Copy these lines from the data unchanged, starting at the line that contains "Where can you spot the chrome rear" and ending after the line that contains "[[606, 141], [467, 142]]".

Start of SUPPLIED RECORDS

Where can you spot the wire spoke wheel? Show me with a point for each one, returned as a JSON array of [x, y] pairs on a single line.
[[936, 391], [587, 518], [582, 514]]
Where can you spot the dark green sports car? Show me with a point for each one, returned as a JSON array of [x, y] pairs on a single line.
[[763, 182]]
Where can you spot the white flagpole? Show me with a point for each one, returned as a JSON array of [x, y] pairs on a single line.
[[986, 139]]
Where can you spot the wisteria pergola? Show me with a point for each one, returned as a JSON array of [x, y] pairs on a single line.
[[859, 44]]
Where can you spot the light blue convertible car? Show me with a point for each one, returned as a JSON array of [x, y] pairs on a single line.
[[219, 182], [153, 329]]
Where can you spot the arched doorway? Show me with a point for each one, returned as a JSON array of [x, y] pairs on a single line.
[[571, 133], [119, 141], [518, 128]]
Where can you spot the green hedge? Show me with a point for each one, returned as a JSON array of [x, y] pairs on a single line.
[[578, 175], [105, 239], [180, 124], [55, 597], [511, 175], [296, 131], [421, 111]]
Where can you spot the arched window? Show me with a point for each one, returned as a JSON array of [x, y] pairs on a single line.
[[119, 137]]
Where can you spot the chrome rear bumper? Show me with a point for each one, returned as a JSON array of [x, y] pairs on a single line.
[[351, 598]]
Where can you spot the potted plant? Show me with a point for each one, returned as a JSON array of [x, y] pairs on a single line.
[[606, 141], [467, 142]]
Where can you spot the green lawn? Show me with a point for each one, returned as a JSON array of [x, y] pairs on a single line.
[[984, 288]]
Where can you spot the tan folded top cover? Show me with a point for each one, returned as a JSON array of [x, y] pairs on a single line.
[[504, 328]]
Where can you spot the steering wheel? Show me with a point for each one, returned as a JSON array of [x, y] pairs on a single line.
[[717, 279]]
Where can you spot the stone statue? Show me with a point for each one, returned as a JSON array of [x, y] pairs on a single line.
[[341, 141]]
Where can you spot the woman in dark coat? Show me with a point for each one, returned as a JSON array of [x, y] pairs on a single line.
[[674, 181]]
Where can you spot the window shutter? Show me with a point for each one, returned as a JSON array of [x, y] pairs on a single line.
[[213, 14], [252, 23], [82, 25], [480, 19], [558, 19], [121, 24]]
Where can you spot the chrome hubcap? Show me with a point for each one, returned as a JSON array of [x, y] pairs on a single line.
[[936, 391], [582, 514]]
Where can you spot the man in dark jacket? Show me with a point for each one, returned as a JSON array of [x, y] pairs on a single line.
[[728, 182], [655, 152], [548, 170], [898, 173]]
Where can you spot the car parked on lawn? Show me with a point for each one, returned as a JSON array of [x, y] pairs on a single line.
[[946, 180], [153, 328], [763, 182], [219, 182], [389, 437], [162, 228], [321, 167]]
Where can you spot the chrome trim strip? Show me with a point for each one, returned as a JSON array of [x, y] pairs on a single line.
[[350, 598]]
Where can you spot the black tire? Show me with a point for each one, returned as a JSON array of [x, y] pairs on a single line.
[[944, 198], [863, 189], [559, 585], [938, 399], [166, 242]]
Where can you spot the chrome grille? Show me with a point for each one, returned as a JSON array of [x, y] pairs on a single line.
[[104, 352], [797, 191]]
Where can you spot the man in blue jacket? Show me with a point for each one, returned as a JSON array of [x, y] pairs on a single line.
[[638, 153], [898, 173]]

End of SUPPLIED RECORDS

*THE RESULT*.
Where can you spot the chrome rear bumper? Show me with a point for each one, returned as a JSON array of [x, y] pairs on a single line.
[[351, 598]]
Where can you spot the potted plant? Show me with a point for each one, returned as a JSON array of [x, y] pairs on a single line.
[[606, 141], [467, 142]]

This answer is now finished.